What the task requires:
In the P1NP assay text below, repeat word for word the stretch that begins at "From this comparative" and stops after "conflicts of interest.".

#### Quoted passage ####

LC-SRM analysis of the marker and SIL peptides. Panels A and B, Left-hand panels of A and B show the extract ion chromatograms of three SRM transition and right-hand panels show the MS/MS fragmentation for marker
The SRM method described by Han et al 6 was specifically developed for quantifying P1NP in rat serum. Therefore, a unique P1NP-derived tryptic peptide was selected as a stoichiometric representative for the protein of interest, following the assay protocol developed by Han et al. 6 An extended-length synthetic peptide ([pyroE]EDIPEVSCIHNGLRVP NGETWK) was synthesized and a known amount spiked into each experimental and calibration sample. The calibration peptide underwent all sample preparations and analysis and thus was used to serve as a direct representation of endogenous P1NP recovery from experimental samples.
Ideally, an intact protein should be used to construct calibration standards to measure the protein of interest and correct for variations in sample preparation, including trypsin digestion efficiency. However, purified rat P1NP protein was not available, so an extended-length synthetic peptide was evaluated and shown to be a valid surrogate for P1NP measurement. 6 Multiple sample preparation schemes were evaluated 6 to enrich P1NP (without using immunobased techniques) and obtain an optimal recovery of endogenous P1NP from serum and calibration samples. The use of animal serum background matrix (horse or goat) for calibration samples was also evaluated. Detailed MS assay validation data, including inter- and intra-assay variability, sample stability at different storage conditions, and the reference range of P1NP in experimental serum samples were published previously. 6 The validation criteria for assay precision was 1batch CV ≤ 20%, assay accuracy was relative error ≤20%, and total error ≤30% (inter-batch % CV + % relative error).
The same set of samples was also analyzed using an existing EIA kit.
The results obtained from MS-based assay and EIA are compared in Figure 2. The dynamic range of the EIA used in this study was significantly narrower than that SRM-based assay. The calibration linear range for EIA is from 0.9 to 75 ng/mL P1NP, and is 1.6 to 400 nM for the SRM-based assay.
Performance comparison of EIA and LC/MS assay experiments for the quantification of P1NP in rat serum samples.
From this comparative study we conclude that SRM-based method is more reproducible than the EIA, especially at lower concentrations of P1NP. The LC-SRM-based assay contains an internal standard to maintain consistency from assay to assay. The EIA does not contain this type of internal control and therefore the reproducibility relies more heavily on the operator's day-to-day consistency. The LC-SRM-based assay is high-throughput and highly applicable for the quantification of P1NP in large numbers of plasma samples. This assay can be successfully used to establish the diagnosis and progression of osteoporosis, effectiveness of osteoporosis treatments, and can provide valuable information in other types of bone disorders. This method can be executed in any clinical laboratory and in time may replace the current immunoassays.
Disclosure
The authors report no conflicts of interest.

#### Given records ####

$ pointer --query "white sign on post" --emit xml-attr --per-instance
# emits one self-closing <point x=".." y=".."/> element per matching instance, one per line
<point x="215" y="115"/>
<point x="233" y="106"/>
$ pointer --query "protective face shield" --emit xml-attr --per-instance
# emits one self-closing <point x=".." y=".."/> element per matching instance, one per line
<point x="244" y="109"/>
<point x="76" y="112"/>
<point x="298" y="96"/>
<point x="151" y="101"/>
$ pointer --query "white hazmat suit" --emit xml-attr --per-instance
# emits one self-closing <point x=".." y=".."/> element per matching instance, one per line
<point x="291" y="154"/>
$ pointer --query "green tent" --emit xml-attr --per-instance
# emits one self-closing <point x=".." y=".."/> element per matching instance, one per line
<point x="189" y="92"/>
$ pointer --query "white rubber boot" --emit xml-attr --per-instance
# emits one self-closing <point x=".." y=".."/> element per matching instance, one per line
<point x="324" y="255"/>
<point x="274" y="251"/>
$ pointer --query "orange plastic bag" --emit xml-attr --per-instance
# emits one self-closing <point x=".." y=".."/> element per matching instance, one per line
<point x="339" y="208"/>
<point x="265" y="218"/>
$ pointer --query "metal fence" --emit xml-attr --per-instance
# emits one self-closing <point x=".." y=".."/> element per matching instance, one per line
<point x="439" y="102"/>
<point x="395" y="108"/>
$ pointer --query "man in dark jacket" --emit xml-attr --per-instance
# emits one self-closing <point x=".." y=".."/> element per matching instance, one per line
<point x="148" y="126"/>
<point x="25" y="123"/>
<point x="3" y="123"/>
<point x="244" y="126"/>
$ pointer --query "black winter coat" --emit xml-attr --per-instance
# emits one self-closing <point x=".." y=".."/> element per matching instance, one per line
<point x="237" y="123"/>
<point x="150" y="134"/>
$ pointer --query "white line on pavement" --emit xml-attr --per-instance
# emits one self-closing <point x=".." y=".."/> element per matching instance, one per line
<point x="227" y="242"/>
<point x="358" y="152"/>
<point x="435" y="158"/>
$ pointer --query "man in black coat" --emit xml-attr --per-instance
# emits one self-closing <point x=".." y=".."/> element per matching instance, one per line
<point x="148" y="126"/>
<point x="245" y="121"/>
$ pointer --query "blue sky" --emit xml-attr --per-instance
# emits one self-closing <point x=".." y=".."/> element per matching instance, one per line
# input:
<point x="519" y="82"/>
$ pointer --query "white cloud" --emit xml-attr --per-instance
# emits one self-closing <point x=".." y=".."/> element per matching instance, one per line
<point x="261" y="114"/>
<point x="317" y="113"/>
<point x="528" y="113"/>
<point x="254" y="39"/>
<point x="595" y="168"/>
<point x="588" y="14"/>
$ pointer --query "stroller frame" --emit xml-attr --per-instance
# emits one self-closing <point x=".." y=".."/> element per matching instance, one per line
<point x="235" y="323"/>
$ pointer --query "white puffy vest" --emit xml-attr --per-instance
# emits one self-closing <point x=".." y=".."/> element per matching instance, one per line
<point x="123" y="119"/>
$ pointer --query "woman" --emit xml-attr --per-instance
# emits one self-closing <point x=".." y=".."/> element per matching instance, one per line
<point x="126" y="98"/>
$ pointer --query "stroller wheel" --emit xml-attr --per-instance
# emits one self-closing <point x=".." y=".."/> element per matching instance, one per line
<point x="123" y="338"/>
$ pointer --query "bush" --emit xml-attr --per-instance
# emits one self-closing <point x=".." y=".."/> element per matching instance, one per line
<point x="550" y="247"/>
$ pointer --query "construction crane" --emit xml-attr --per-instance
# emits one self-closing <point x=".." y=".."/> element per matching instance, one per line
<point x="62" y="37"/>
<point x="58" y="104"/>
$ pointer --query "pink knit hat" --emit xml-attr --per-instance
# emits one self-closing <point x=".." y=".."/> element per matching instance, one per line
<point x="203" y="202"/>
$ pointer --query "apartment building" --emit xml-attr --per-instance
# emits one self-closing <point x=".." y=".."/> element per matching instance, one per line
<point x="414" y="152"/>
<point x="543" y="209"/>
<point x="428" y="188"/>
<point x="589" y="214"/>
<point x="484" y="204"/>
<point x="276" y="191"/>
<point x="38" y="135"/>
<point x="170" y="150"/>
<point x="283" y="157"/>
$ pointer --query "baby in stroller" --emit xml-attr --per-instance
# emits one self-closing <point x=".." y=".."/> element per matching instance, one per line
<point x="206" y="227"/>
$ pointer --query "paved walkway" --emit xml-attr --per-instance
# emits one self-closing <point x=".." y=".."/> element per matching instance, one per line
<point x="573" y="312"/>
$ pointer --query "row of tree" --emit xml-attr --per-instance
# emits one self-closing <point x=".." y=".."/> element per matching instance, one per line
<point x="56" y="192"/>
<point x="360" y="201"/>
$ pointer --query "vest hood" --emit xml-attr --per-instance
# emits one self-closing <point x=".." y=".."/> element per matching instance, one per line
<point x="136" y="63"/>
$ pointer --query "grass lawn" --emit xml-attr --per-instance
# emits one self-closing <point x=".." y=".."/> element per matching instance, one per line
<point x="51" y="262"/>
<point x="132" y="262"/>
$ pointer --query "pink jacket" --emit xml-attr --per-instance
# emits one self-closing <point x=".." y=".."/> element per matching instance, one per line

####

Written reply:
From this comparative study we conclude that SRM-based method is more reproducible than the EIA, especially at lower concentrations of P1NP. The LC-SRM-based assay contains an internal standard to maintain consistency from assay to assay. The EIA does not contain this type of internal control and therefore the reproducibility relies more heavily on the operator's day-to-day consistency. The LC-SRM-based assay is high-throughput and highly applicable for the quantification of P1NP in large numbers of plasma samples. This assay can be successfully used to establish the diagnosis and progression of osteoporosis, effectiveness of osteoporosis treatments, and can provide valuable information in other types of bone disorders. This method can be executed in any clinical laboratory and in time may replace the current immunoassays.
Disclosure
The authors report no conflicts of interest.